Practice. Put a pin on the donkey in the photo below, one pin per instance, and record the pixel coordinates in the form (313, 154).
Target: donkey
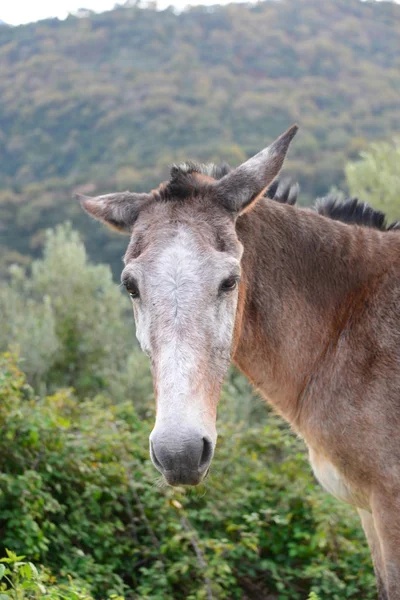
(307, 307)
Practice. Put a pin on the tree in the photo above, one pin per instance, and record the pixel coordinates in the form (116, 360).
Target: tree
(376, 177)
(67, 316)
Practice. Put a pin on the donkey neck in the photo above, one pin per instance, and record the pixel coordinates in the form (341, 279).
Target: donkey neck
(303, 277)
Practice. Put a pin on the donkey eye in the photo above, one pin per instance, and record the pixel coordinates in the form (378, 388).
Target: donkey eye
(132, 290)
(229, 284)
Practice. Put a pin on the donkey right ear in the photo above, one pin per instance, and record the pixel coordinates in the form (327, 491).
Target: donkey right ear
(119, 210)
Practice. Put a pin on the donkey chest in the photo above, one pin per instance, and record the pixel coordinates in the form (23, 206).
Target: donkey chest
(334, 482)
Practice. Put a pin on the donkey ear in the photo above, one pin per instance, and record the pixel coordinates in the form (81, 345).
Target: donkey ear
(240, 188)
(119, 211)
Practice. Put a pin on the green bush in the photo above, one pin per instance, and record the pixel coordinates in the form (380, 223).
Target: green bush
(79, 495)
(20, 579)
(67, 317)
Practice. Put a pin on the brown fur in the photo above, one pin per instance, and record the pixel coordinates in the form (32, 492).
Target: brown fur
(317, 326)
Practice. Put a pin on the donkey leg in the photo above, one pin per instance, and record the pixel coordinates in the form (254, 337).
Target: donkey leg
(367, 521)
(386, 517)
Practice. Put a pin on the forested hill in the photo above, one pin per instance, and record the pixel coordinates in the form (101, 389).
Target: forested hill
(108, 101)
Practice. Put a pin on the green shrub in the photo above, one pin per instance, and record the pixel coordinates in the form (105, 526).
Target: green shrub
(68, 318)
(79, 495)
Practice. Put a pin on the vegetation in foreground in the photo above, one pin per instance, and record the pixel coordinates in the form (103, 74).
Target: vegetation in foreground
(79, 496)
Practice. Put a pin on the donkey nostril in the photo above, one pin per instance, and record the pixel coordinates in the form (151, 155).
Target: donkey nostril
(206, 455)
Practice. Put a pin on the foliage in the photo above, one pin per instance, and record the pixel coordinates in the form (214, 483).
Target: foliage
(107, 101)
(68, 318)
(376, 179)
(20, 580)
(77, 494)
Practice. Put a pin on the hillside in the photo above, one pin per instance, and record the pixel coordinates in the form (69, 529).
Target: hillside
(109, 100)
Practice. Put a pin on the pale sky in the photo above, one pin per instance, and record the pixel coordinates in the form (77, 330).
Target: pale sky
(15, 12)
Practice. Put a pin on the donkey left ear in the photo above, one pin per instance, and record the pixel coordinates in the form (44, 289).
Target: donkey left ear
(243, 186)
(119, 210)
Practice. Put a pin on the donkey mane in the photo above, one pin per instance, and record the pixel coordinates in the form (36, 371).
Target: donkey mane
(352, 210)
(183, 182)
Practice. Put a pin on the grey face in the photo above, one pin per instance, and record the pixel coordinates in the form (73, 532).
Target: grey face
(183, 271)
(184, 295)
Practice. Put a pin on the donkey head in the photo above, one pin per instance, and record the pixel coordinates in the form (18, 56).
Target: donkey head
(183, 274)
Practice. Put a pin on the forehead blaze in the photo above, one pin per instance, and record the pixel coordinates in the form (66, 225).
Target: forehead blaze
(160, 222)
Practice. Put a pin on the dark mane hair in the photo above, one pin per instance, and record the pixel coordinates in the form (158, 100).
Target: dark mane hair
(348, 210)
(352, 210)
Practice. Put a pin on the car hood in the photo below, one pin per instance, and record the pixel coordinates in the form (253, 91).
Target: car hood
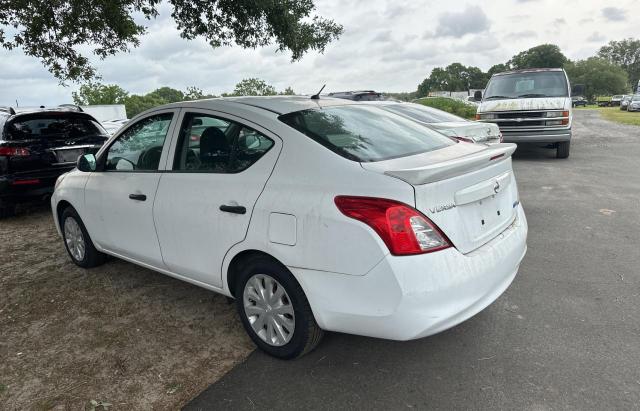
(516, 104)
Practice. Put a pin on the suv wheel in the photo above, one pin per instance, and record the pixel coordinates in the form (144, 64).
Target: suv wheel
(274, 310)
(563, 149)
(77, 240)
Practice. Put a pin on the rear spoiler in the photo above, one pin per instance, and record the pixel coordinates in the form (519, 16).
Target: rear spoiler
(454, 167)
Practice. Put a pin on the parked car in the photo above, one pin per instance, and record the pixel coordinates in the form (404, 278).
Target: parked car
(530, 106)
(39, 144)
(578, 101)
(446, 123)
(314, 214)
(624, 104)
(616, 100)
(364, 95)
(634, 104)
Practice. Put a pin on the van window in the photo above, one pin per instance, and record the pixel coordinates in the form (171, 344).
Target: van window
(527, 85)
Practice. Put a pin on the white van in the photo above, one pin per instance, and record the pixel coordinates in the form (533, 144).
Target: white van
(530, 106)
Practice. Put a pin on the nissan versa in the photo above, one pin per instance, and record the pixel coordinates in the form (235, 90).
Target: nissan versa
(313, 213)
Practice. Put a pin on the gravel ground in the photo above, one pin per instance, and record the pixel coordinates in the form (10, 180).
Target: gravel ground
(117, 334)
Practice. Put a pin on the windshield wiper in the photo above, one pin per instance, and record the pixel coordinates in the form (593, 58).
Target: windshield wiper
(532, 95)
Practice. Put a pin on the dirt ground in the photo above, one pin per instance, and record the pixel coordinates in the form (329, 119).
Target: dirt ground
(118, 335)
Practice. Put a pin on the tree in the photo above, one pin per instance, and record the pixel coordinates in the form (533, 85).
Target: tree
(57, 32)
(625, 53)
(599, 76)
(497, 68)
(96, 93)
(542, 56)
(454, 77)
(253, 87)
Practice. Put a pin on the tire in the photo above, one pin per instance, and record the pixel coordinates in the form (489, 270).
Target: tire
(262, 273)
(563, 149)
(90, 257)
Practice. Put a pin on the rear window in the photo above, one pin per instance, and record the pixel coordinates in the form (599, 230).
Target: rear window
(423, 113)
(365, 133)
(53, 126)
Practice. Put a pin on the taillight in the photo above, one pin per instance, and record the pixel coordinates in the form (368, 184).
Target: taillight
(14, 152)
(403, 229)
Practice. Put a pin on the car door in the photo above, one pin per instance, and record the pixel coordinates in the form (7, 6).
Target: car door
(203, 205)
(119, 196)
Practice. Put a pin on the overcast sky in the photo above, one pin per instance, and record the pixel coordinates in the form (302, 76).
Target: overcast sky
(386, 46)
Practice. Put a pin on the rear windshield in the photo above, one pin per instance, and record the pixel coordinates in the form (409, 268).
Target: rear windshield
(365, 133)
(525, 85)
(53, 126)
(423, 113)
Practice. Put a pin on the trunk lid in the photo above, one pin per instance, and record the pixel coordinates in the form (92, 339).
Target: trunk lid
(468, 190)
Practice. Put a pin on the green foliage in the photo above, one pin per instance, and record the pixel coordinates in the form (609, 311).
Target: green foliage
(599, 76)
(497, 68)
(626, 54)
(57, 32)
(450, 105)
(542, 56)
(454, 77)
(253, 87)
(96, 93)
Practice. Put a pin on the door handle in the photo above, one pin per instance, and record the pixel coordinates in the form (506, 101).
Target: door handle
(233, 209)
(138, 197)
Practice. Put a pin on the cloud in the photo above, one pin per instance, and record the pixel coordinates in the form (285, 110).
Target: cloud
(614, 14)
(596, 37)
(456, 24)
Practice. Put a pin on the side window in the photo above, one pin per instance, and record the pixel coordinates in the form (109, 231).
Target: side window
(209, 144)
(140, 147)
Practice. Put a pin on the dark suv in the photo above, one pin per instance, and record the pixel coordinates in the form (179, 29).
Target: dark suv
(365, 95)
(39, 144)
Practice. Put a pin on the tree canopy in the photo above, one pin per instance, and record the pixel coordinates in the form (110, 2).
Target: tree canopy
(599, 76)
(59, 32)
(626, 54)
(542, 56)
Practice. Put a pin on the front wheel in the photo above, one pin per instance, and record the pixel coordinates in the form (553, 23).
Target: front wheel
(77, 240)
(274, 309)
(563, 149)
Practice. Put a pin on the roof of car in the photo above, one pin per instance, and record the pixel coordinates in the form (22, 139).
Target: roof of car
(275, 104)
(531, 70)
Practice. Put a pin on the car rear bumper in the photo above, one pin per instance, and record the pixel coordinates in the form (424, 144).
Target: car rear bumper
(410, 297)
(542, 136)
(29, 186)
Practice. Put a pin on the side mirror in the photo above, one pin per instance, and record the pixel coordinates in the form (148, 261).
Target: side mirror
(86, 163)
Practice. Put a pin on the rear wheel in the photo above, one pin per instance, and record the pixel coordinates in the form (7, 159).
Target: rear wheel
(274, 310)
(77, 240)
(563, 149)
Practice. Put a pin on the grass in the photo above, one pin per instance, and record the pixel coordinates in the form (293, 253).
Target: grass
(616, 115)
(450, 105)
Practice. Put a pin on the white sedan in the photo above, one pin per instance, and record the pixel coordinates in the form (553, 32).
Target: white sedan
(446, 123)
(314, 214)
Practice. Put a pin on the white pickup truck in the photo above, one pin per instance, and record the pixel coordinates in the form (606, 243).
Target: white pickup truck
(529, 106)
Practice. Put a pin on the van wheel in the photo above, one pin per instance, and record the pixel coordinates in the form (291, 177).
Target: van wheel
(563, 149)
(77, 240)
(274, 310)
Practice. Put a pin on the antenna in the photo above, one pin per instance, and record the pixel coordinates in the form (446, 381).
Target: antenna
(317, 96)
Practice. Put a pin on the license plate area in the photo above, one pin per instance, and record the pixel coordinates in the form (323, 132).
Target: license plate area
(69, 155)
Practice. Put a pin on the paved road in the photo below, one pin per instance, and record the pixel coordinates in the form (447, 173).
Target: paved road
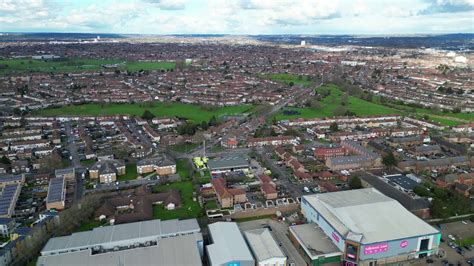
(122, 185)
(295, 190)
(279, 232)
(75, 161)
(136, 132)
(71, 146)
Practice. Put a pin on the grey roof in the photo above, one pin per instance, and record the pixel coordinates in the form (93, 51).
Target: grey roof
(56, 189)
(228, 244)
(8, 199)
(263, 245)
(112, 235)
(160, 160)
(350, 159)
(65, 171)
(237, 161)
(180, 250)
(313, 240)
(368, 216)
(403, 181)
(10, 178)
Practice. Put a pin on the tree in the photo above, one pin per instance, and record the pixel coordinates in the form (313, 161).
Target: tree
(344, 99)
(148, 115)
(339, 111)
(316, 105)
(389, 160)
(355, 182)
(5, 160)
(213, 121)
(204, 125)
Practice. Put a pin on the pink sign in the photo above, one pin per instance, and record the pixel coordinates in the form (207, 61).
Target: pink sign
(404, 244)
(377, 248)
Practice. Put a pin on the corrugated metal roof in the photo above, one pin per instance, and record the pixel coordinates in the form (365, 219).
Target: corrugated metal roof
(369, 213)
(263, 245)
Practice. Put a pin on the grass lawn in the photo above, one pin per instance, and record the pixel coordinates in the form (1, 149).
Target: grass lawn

TASK OBJECTIVE:
In the material above, which lines contain "lawn"? Copy each of them.

WRITTEN RESPONSE:
Practice. Put a pin on the grass lawn in the photo above, one pin per instance, and record the pixel coordinates in the form (1, 149).
Target: grass lawn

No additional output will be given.